» データ一覧
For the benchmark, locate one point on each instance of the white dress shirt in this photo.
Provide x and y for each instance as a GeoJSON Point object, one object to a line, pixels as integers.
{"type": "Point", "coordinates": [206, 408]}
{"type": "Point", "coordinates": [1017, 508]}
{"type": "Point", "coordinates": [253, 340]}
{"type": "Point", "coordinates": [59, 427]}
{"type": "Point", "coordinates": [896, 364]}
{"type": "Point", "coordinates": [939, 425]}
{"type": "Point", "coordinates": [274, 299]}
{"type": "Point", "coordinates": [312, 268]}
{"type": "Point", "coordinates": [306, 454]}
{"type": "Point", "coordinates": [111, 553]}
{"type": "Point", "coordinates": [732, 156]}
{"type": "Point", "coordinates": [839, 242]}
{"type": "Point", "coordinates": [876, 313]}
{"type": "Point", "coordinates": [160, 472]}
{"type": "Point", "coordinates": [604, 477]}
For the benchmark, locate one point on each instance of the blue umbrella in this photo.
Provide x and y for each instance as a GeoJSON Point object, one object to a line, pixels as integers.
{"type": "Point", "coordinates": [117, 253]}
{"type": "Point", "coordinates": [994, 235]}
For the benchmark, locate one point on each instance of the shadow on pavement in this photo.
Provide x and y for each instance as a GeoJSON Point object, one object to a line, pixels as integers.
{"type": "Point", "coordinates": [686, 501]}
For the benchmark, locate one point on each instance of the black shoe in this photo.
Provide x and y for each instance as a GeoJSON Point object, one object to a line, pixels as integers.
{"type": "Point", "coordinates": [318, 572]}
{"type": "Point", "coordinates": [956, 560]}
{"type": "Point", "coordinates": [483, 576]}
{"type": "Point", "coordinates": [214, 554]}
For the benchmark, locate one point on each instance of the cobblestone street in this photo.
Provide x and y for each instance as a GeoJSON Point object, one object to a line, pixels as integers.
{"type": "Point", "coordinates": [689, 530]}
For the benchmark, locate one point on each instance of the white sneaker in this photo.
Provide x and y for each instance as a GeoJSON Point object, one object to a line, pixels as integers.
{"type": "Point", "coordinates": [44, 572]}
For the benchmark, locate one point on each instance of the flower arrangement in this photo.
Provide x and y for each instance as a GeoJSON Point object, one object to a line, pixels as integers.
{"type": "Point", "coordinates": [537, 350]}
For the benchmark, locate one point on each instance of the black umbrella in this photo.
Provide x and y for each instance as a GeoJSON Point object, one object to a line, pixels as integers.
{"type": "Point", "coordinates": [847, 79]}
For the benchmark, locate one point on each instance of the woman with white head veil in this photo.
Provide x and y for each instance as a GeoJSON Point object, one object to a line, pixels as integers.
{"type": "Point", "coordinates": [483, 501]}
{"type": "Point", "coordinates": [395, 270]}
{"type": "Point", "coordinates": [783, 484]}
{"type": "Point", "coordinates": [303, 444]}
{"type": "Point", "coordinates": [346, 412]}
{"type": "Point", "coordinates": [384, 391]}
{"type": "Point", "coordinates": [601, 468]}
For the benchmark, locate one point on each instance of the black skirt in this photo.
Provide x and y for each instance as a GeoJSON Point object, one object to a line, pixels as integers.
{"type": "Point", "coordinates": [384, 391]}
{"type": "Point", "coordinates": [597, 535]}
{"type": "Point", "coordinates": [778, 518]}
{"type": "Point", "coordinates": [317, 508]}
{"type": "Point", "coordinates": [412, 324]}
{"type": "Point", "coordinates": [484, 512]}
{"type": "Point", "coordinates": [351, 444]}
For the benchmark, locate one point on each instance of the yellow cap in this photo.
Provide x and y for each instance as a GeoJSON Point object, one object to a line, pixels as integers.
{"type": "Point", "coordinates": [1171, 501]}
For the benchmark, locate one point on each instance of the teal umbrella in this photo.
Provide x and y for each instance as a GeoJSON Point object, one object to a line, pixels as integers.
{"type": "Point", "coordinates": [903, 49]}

» 取り組む課題
上の一覧のすべての行を、「番号」と「内容」の2列からなるMarkdownの表に変換しなさい。空行は除くこと。

» 課題の結果
| 番号 | 内容 |
|---|---|
| 1 | For the benchmark, locate one point on each instance of the white dress shirt in this photo. |
| 2 | Provide x and y for each instance as a GeoJSON Point object, one object to a line, pixels as integers. |
| 3 | {"type": "Point", "coordinates": [206, 408]} |
| 4 | {"type": "Point", "coordinates": [1017, 508]} |
| 5 | {"type": "Point", "coordinates": [253, 340]} |
| 6 | {"type": "Point", "coordinates": [59, 427]} |
| 7 | {"type": "Point", "coordinates": [896, 364]} |
| 8 | {"type": "Point", "coordinates": [939, 425]} |
| 9 | {"type": "Point", "coordinates": [274, 299]} |
| 10 | {"type": "Point", "coordinates": [312, 268]} |
| 11 | {"type": "Point", "coordinates": [306, 454]} |
| 12 | {"type": "Point", "coordinates": [111, 553]} |
| 13 | {"type": "Point", "coordinates": [732, 156]} |
| 14 | {"type": "Point", "coordinates": [839, 242]} |
| 15 | {"type": "Point", "coordinates": [876, 313]} |
| 16 | {"type": "Point", "coordinates": [160, 472]} |
| 17 | {"type": "Point", "coordinates": [604, 477]} |
| 18 | For the benchmark, locate one point on each instance of the blue umbrella in this photo. |
| 19 | Provide x and y for each instance as a GeoJSON Point object, one object to a line, pixels as integers. |
| 20 | {"type": "Point", "coordinates": [117, 253]} |
| 21 | {"type": "Point", "coordinates": [994, 235]} |
| 22 | For the benchmark, locate one point on each instance of the shadow on pavement in this photo. |
| 23 | Provide x and y for each instance as a GeoJSON Point object, one object to a line, pixels as integers. |
| 24 | {"type": "Point", "coordinates": [686, 501]} |
| 25 | For the benchmark, locate one point on each instance of the black shoe in this photo. |
| 26 | Provide x and y for each instance as a GeoJSON Point object, one object to a line, pixels as integers. |
| 27 | {"type": "Point", "coordinates": [318, 572]} |
| 28 | {"type": "Point", "coordinates": [956, 560]} |
| 29 | {"type": "Point", "coordinates": [483, 576]} |
| 30 | {"type": "Point", "coordinates": [214, 554]} |
| 31 | For the benchmark, locate one point on each instance of the cobblestone street in this photo. |
| 32 | Provide x and y for each instance as a GeoJSON Point object, one object to a line, pixels as integers. |
| 33 | {"type": "Point", "coordinates": [689, 530]} |
| 34 | For the benchmark, locate one point on each instance of the white sneaker in this photo. |
| 35 | Provide x and y for each instance as a GeoJSON Point object, one object to a line, pixels as integers. |
| 36 | {"type": "Point", "coordinates": [44, 572]} |
| 37 | For the benchmark, locate one point on each instance of the flower arrangement in this photo. |
| 38 | Provide x and y for each instance as a GeoJSON Point object, one object to a line, pixels as integers. |
| 39 | {"type": "Point", "coordinates": [537, 350]} |
| 40 | For the benchmark, locate one point on each instance of the black umbrella in this photo. |
| 41 | Provide x and y for each instance as a GeoJSON Point object, one object to a line, pixels as integers. |
| 42 | {"type": "Point", "coordinates": [847, 79]} |
| 43 | For the benchmark, locate one point on each instance of the woman with white head veil in this photo. |
| 44 | Provide x and y for each instance as a GeoJSON Point object, one object to a line, pixels as integers. |
| 45 | {"type": "Point", "coordinates": [483, 501]} |
| 46 | {"type": "Point", "coordinates": [395, 270]} |
| 47 | {"type": "Point", "coordinates": [783, 484]} |
| 48 | {"type": "Point", "coordinates": [303, 444]} |
| 49 | {"type": "Point", "coordinates": [346, 412]} |
| 50 | {"type": "Point", "coordinates": [384, 391]} |
| 51 | {"type": "Point", "coordinates": [601, 468]} |
| 52 | For the benchmark, locate one point on each instance of the black skirt in this photo. |
| 53 | Provide x and y for each instance as a GeoJSON Point object, one object to a line, pixels as integers. |
| 54 | {"type": "Point", "coordinates": [384, 391]} |
| 55 | {"type": "Point", "coordinates": [597, 535]} |
| 56 | {"type": "Point", "coordinates": [778, 518]} |
| 57 | {"type": "Point", "coordinates": [317, 508]} |
| 58 | {"type": "Point", "coordinates": [412, 324]} |
| 59 | {"type": "Point", "coordinates": [484, 512]} |
| 60 | {"type": "Point", "coordinates": [351, 444]} |
| 61 | For the benchmark, locate one point on each instance of the yellow cap in this photo. |
| 62 | Provide x and y for each instance as a GeoJSON Point object, one object to a line, pixels as integers. |
| 63 | {"type": "Point", "coordinates": [1171, 501]} |
| 64 | For the benchmark, locate one point on each instance of the teal umbrella in this photo. |
| 65 | Provide x and y for each instance as a GeoJSON Point object, one object to a line, pixels as integers. |
| 66 | {"type": "Point", "coordinates": [903, 49]} |